You are viewing a plain text version of this content. The canonical link for it is here.

Posted to dev@uima.apache.org by Marshall Schor <ms...@schor.com> on 2015/03/20 14:50:12 UTC

Some experimental work speeding up UIMA iterators over Sorted indexes (like the annotation index)

I recently helped a UIMA user speed up a particular component that had n-squared
CAS instance retrieval operations on Annotation subtype T (and its subtypes
Tsub) where there were lots of subtypes.

UIMA indexes allow retrieving items from the CAS, and are supposed to trade off
space (for indexes) for time (speed of finding items in the CAS, speed of
iterating). 

Profiling showed a lot of time being spent in the iterators "heapify up and
down" methods - these are used when iterating over a type which has subtypes, to
select the "next" item in the sorted order which may be of a different type than
the current item.

I was able to speed the annotator up by about 10x (because of the n-squared
algorithm - they iterate over all instances of T, and then, for each instance,
they iterated over the "subannotations" bounded by that instance, looking for a
relationship).  The speedup was done by first extracting the instances (in
sorted order) into a plain Java array of Java-cover-type instances (they're
using the JCas, so these were JCas classes) and then writing an iterator over
that array; this iterator of course no longer had to do the heapify up and down
operations.

This got me thinking that it would not be too hard to this kind of thing
automatically, in core UIMA (extract into a flattened 1-level array) an index
for all instances of a type T (and its subtypes).  The main issue is to figure
out the right time to do this, because an update to the index for T or any of
its subtypes Tsub makes it necessary to re-compute the flattened array.  Given
that I've seen lots of cases of UIMA flows where some annotators will create and
index a type (and its subtypes), and once that's been done, the indexes are not
subsequently updated for these types, but downstream annotators iterate over
them, it seems that a lazy creation for this kind of flattened index would work
well in many cases.

I'm experimenting with this, and will probably add something like this to UIMA
in a way that should be backwards compatible, except for having iterators over
sorted indexes sometimes **no longer** be "fast fail"; this is already allowed
by the specification.  The iterator would check to see if a flattened version
existed, and if so, verify it was valid at the start, but would not be
guaranteed to notice if the index was updated (things added/ removed/ reordered)
while the iteration was in progress.

I'm planning to trigger the creation of this flattened index when the number of
heapify up and down calls > index size (with the counters reset if the indexes
were updated); the creation will be done in an executor on a separate thread. 

At a high level, this would be a bit like JIT for this part of UIMA - improving
"indexes" operation.

-Marshall

Re: Some experimental work speeding up UIMA iterators over Sorted indexes (like the annotation index)

Posted by Marshall Schor <ms...@schor.com>.

I haven't finished the work yet, but soon :-).

-Marshall

On 3/20/2015 11:20 AM, Peter Klügl wrote:
> Very interesting. From the ruta perspective, one can see ruta rules as some
> kind of cascaded FSTs / atomic AEs, which iterate over specific annotations
> that have been created previously but are hardly updated/added in later
> phases. I am already very curious how your changes influence the speed of the
> ruta rule execution.

OBJECTIVE → Continue the mailing-list thread on speeding up UIMA iterators over sorted indexes, starting right after the last line shown.

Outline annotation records

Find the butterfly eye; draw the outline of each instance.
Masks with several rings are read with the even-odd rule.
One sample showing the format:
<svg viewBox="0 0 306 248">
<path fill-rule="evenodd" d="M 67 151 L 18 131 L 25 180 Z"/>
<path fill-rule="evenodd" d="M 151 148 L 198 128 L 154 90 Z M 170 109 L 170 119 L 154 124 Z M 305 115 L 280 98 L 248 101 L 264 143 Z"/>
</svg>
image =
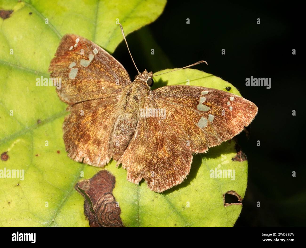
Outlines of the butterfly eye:
<svg viewBox="0 0 306 248">
<path fill-rule="evenodd" d="M 147 81 L 147 84 L 150 87 L 153 85 L 154 81 L 152 78 L 149 78 Z"/>
</svg>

RESULT OF THIS TASK →
>
> Best,
>
> Peter
>
> Am 20.03.2015 um 14:50 schrieb Marshall Schor:
>> I recently helped a UIMA user speed up a particular component that had n-squared
>> CAS instance retrieval operations on Annotation subtype T (and its subtypes
>> Tsub) where there were lots of subtypes.
>>
>> UIMA indexes allow retrieving items from the CAS, and are supposed to trade off
>> space (for indexes) for time (speed of finding items in the CAS, speed of
>> iterating).
>>
>> Profiling showed a lot of time being spent in the iterators "heapify up and
>> down" methods - these are used when iterating over a type which has subtypes, to
>> select the "next" item in the sorted order which may be of a different type than
>> the current item.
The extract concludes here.